Nothing less than an exact copy of all the records is required.

Content starts

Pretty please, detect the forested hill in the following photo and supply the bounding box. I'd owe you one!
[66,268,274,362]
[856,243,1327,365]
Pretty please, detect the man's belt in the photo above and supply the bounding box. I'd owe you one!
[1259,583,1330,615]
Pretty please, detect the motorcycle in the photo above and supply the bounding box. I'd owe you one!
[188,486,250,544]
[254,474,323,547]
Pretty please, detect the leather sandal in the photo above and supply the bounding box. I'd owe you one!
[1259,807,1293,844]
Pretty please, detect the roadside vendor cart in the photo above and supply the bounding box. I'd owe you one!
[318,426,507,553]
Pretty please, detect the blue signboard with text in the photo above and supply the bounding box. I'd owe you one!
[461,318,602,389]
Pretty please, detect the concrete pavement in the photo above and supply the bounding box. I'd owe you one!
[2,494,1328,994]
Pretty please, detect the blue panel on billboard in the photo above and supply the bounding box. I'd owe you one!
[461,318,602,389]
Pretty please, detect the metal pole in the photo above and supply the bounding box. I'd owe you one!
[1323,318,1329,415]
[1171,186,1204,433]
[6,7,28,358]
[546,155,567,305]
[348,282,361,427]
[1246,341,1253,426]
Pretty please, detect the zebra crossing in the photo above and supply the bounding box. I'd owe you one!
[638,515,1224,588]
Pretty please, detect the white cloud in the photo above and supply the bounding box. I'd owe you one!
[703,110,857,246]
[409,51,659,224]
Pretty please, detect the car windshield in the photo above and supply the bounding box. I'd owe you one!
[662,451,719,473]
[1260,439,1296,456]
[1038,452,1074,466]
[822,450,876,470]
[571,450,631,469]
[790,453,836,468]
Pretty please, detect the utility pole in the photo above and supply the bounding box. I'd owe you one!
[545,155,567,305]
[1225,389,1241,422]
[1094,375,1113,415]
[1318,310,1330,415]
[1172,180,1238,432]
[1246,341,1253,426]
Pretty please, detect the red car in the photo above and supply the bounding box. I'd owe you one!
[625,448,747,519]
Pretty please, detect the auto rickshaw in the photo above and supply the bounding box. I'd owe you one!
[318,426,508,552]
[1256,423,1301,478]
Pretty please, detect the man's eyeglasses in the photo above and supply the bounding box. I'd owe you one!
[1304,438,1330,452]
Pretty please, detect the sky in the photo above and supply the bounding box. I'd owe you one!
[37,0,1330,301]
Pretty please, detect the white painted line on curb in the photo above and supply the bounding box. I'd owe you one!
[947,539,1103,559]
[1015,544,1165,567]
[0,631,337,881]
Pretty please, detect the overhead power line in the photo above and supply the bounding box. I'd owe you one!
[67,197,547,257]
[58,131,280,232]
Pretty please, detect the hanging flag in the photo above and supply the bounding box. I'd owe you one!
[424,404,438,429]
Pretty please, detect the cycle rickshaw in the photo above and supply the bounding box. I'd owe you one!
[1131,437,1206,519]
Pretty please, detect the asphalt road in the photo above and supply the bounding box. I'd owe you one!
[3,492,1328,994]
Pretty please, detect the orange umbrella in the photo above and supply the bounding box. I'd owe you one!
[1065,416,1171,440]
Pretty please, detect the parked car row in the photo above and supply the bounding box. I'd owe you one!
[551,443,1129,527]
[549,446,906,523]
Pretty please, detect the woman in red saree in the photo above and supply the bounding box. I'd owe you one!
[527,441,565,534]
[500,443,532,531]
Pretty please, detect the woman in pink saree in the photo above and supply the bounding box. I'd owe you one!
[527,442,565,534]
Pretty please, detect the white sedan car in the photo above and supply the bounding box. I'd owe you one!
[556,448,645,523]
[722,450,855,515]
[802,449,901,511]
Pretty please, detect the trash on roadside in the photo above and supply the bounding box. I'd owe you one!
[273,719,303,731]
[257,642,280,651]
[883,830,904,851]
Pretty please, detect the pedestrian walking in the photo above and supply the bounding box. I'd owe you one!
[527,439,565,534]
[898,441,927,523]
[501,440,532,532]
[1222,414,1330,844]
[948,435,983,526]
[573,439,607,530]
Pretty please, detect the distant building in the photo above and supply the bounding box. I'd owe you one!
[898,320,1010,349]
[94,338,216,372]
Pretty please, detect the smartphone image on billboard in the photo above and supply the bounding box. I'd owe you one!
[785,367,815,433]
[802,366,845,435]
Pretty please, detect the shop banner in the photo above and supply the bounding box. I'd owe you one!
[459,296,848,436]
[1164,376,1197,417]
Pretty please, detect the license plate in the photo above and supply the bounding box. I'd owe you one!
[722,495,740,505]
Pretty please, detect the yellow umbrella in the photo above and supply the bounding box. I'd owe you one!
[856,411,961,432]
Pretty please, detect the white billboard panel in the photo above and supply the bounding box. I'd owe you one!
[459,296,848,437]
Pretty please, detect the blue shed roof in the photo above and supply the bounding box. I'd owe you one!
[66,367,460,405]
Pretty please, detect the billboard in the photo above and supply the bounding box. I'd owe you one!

Content ends

> _Written answer_:
Pretty please, detect the forested hill in the following photo and supply the bounding box. I'd owe you one!
[66,268,274,362]
[856,243,1327,365]
Pretty please, detect the man's belt in the photo above and supply the bounding box. I'd owe you one!
[1259,583,1330,615]
Pretty please, detect the motorcycle in the photo above and supply the bounding box. I'd owe you one!
[188,486,250,544]
[254,474,323,547]
Pretty please, detect the leather sandal in the photo above and supply the bounding box. I'd owe you one!
[1259,807,1293,844]
Pretty please, detect the roadside vendor cart in the photo above and supply the bounding box. I'd owe you one!
[318,426,507,553]
Pretty please, detect the blue signboard with text in the photo above and supply the bounding box. I'd owe you one!
[461,318,602,389]
Pretty please, detect the concrete pavement in the photo above and supply the bounding box. I'd owe you one!
[2,494,1328,994]
Pretty please, detect the blue panel on billboard in the photo above and supply the bounding box. I'd owe you one!
[461,318,602,389]
Pretty please, detect the metal pole in the photo above and supply the bounding box. I'd owe you one!
[1323,318,1329,415]
[1171,186,1204,433]
[6,7,28,358]
[546,155,567,305]
[348,282,361,427]
[1246,341,1253,426]
Pretty please, detect the zebra crossing in the photo above and supply the bounding box. I'd owe you one!
[638,515,1224,588]
Pretty please, detect the white cloud in the photo above and supply the bounding box. I'd owe you one!
[703,110,857,246]
[409,51,659,224]
Pretty please, detect the car windshield in the photo above and supply the bounding box. I'd owe you one!
[662,451,719,473]
[1260,439,1296,456]
[1038,452,1074,466]
[822,450,876,470]
[571,450,631,469]
[790,453,836,468]
Pretty please, detect the utility pole in the photo above and supply the bounding box. I'd owe you one!
[545,155,567,305]
[1225,389,1241,422]
[1094,375,1113,415]
[1318,310,1330,415]
[1172,180,1238,432]
[1246,341,1253,426]
Pretty please, detect the red car in the photo above and supply the bounding box. I'd owe you one!
[625,448,747,519]
Pretty please, detect the auto rickshaw in the photo above and supply the bounding box. I'd owe you one!
[318,426,508,552]
[1256,423,1301,478]
Pretty please, detect the man's eyeglasses in the photo above and supply the bounding box. I'd owe you one!
[1304,438,1330,452]
Pretty please, detect the sky in the photo above and supply the bounding box. I'd owe you one!
[37,0,1330,301]
Pretty please, detect the white painted line on curb in the photo above and supply the bounding box. I'd owe you one!
[947,539,1103,559]
[1015,544,1165,567]
[0,631,337,881]
Pretty please, detect the overhead power line in the photo above and supply the bounding box. I'd owe you one!
[67,197,547,257]
[58,131,280,232]
Pretty please, detect the hanging flag in the photo above and supply the bounding box. I'd owe you one!
[424,404,438,429]
Pretty please, detect the cycle rickshaw in the photo above and supply the bounding box. I'd owe you one!
[1131,437,1206,519]
Pretty please, detect the asphalt road in the photo above and supply the bounding box. I'd owe you one!
[3,492,1328,994]
Pretty please, detect the orange umbrella in the photo above and supply the bounding box. I'd owe you one!
[1065,416,1171,440]
Pretty please, detect the parked car row in the photo above and supply the bounding box. I'd owe you one!
[551,443,1129,527]
[549,446,906,523]
Pretty please, detect the woman in red saree in the photo above and supply the bounding box. I'd owe you one!
[527,441,565,534]
[500,443,532,531]
Pretty please, detect the woman in pink saree in the photo above and supply the bounding box. I'd owe you one!
[527,442,565,534]
Pretty please, detect the white sedan car in the photo above and supply the bounding box. I'd owe you one!
[556,448,645,523]
[722,450,855,515]
[802,449,901,511]
Pretty please, detect the trash on roadside in the photo above and supply the bounding box. I'd owe you one!
[273,719,303,731]
[257,642,280,651]
[883,830,904,851]
Pretty please, detect the pedestrian walking in the photo above and supply the bounding box. I'd owe you one!
[527,439,565,534]
[898,441,927,523]
[501,440,532,532]
[1222,414,1330,844]
[948,435,983,526]
[573,439,607,530]
Pretty please, detect the distant building in the photo above and supply the bounding box. I'd owe you one!
[898,320,1010,349]
[94,338,216,372]
Pretty please, detect the smartphone image on billboard in the photo above and supply the bounding box. I'd owe you one!
[785,367,815,433]
[802,366,845,435]
Pretty please, detect the shop banner in the photo above and supply the bounding box. I'd owe you one!
[459,296,848,436]
[1164,376,1197,417]
Pretty please, detect the license plate in the photo above and supply the bounding box. I'd owe you one!
[722,495,740,505]
Pretty please, detect the yellow umbrella in the photo above and supply the bounding box. I'd owe you one!
[856,411,961,432]
Pretty please, detect the white billboard panel in the photo above and supply the bounding box. I'd owe you one!
[459,296,848,437]
Pretty please, detect the blue shed roof in the photo above and supply the bounding box. I'd owe you one!
[66,367,460,405]
Pretty please, detect the billboard in the photo above and supply the bounding box. I'd owe you one!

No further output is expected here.